→ **Set of tasks**:
**A)** Answer these questions from the classroom excerpt:
(i) According to Adrianna, how many feet equal one-third of a mile?
(ii) How many hours for the night did both groups confirm they used?
(iii) What circumference did Group A estimate for the wheel?
**B)** Turn the paragraph of the classroom excerpt that begins "I said, “Yes, they are certainly very close,”" into a short bulleted list that keeps its main facts.

→ **Document excerpt**:

Adrianna added, “Since five thousand two hundred eighty feet equal one mile, one-third of a mile is one thousand seven hundred sixty feet, so one-third of a mile is the least. Next is eighteen hundred feet, then two thousand two hundred twenty feet. But I’m not sure about ninety-five–hundredths of a mile or five thousand two hundred fifty feet because five thousand two hundred fifty is almost a mile, and so is ninety-five–hundredths.”
I said, “Yes, they are certainly very close,” and wrote 0.95 mile ≈ 5,250 feet on the board. Students were already familiar with the ≈ symbol for “about equal to.” I focused students’ attention on the least and greatest distances, 1⁄3 mile and 2 miles. I said, “I wonder what decisions these groups made that led to such different answers.” I asked students who were not in those groups to predict the others’ reasoning.
Tomas said, “I think they used different numbers of hours for the night.” But members of the two groups confirmed that they each used ten hours.
Kristen said, “I think they used a different walking rate.” I asked the groups to tell us their walking rates.
Lana, a member of Group A, said, “We used the wheel and we estimated that the circumference was nine inches and that it would take her fifteen seconds to go around once.”

→ **Raw data**:
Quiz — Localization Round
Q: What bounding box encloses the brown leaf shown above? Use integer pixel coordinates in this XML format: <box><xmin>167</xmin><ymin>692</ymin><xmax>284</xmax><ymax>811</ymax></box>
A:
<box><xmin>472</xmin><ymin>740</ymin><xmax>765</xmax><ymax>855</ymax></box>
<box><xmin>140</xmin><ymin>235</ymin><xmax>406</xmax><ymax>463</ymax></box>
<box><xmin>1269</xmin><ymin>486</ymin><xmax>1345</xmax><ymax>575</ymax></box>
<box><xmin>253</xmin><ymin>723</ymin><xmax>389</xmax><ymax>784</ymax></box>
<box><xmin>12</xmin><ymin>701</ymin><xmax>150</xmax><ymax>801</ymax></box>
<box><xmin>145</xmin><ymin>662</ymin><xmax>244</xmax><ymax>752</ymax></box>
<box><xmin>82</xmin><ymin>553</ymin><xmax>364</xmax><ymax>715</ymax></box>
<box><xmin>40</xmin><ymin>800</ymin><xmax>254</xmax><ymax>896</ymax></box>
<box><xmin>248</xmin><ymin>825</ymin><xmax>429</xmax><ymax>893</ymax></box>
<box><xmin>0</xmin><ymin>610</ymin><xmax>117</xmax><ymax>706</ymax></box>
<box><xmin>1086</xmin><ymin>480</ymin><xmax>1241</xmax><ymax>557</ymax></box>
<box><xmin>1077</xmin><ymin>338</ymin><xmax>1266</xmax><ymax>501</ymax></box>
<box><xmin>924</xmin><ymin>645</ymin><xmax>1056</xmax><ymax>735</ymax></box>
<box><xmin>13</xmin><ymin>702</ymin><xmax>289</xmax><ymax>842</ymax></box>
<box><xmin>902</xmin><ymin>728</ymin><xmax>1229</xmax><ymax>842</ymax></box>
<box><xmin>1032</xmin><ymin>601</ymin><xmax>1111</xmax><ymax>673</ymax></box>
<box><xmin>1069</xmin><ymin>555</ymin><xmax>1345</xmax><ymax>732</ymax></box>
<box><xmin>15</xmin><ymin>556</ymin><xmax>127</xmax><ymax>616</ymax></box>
--
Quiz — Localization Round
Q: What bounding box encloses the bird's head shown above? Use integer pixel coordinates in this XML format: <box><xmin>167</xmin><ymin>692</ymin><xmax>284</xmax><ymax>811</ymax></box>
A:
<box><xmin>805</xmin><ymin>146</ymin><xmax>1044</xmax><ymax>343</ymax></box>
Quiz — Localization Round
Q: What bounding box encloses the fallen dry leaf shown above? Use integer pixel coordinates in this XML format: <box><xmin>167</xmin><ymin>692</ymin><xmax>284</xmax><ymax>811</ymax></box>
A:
* * *
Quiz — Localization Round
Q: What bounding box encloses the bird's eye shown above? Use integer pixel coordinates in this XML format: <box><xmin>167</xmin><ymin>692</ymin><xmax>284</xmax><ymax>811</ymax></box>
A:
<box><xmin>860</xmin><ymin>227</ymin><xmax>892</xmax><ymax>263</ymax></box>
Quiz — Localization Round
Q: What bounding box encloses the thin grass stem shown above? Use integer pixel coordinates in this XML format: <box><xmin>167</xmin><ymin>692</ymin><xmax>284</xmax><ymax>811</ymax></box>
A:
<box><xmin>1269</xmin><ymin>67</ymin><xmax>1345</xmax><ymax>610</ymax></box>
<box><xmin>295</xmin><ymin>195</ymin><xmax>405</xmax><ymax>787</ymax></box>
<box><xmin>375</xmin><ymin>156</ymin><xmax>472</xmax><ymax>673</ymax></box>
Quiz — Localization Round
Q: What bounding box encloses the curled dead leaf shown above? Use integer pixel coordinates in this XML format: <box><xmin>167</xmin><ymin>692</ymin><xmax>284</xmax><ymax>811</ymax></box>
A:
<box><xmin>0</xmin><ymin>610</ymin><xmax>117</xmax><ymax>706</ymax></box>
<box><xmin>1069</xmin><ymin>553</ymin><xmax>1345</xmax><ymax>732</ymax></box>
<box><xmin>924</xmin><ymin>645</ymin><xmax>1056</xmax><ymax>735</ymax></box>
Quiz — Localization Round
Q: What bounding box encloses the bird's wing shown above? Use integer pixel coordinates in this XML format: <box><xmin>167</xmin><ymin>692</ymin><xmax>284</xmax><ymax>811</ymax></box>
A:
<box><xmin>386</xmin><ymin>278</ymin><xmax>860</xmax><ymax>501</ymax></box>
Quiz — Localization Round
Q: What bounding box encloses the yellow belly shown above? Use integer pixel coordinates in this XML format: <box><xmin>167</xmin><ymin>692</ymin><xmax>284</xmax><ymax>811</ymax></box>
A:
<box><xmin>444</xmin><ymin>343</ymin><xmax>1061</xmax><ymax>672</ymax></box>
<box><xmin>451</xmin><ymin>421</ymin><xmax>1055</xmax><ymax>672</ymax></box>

→ **Results by task**:
**A)**
(i) One thousand seven hundred sixty feet.
(ii) Ten hours.
(iii) Nine inches.

**B)**
- I agreed that the two distances were very close and wrote 0.95 mile ≈ 5,250 feet on the board. Students already knew that ≈ means "about equal to."
- I pointed students to the least and greatest distances, 1⁄3 mile and 2 miles.
- I wondered aloud what decisions had led those groups to such different answers.
- I asked students outside those groups to predict the other groups' reasoning.